Pull out each line of the material that contains the string "several", copying every such line in full.

Extracted data entries
↓↓↓
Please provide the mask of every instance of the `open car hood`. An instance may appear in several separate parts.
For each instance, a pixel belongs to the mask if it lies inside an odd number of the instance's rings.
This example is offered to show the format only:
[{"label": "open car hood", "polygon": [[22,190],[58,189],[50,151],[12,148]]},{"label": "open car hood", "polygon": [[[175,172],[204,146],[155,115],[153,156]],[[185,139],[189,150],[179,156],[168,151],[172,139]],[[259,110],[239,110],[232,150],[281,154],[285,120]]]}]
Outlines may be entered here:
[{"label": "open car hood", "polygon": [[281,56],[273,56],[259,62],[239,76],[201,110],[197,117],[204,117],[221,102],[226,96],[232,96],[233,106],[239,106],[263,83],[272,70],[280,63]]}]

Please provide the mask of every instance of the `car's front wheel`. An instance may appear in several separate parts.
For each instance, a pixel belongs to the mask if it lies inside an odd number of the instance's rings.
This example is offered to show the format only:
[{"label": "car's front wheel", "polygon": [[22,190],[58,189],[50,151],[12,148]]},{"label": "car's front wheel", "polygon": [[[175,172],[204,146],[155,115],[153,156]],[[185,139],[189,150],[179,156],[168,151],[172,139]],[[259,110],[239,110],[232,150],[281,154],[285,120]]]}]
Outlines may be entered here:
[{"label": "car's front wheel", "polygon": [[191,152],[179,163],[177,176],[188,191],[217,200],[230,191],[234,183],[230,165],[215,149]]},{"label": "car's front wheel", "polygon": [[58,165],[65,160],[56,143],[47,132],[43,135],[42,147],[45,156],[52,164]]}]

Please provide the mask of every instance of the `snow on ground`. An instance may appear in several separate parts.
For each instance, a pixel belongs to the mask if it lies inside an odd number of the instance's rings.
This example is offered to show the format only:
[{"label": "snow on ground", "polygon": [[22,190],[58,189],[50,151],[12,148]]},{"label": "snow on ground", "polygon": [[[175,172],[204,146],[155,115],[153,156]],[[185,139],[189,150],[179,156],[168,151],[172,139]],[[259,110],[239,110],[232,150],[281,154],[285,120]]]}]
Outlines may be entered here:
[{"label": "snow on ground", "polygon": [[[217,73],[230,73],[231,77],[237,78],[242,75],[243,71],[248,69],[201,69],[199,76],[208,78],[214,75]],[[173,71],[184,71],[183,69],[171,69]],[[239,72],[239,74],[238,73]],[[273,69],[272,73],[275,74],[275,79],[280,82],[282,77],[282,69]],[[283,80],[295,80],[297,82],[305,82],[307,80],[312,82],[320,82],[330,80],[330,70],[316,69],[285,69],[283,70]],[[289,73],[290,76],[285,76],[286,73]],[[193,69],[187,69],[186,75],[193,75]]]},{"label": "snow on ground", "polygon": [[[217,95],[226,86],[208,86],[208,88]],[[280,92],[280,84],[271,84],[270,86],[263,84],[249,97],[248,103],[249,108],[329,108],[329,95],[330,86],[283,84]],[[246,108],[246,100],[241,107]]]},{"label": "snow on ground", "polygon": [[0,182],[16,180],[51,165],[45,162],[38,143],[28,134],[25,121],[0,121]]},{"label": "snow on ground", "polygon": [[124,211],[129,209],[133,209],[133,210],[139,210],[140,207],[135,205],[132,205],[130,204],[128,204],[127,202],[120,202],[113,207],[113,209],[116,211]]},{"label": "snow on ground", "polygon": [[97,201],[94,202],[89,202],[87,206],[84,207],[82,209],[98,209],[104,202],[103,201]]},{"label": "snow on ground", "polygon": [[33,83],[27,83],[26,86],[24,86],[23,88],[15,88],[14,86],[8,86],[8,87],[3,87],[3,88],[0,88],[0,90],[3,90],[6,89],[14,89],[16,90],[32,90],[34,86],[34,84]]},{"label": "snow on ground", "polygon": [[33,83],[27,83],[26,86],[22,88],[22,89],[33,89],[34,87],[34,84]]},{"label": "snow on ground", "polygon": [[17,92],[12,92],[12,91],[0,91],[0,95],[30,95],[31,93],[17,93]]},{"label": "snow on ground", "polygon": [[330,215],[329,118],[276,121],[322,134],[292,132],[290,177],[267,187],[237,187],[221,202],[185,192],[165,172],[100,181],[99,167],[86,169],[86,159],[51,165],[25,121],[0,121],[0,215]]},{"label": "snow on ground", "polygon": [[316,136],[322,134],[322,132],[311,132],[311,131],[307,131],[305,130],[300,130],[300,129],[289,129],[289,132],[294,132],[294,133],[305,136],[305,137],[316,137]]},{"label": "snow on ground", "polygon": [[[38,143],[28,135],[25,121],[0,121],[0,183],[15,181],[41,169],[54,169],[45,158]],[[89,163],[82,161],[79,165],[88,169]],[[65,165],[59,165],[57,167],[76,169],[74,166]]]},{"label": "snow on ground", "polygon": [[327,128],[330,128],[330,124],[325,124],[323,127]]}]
↑↑↑
* _OUTPUT BELOW_:
Please provide the mask of every instance of the `open car hood`. An instance may appear in several separate parts.
Please provide the mask of every instance of the `car's front wheel`. An instance may appear in several separate parts.
Please provide the mask of every instance of the `snow on ground`. An instance may appear in several separate parts.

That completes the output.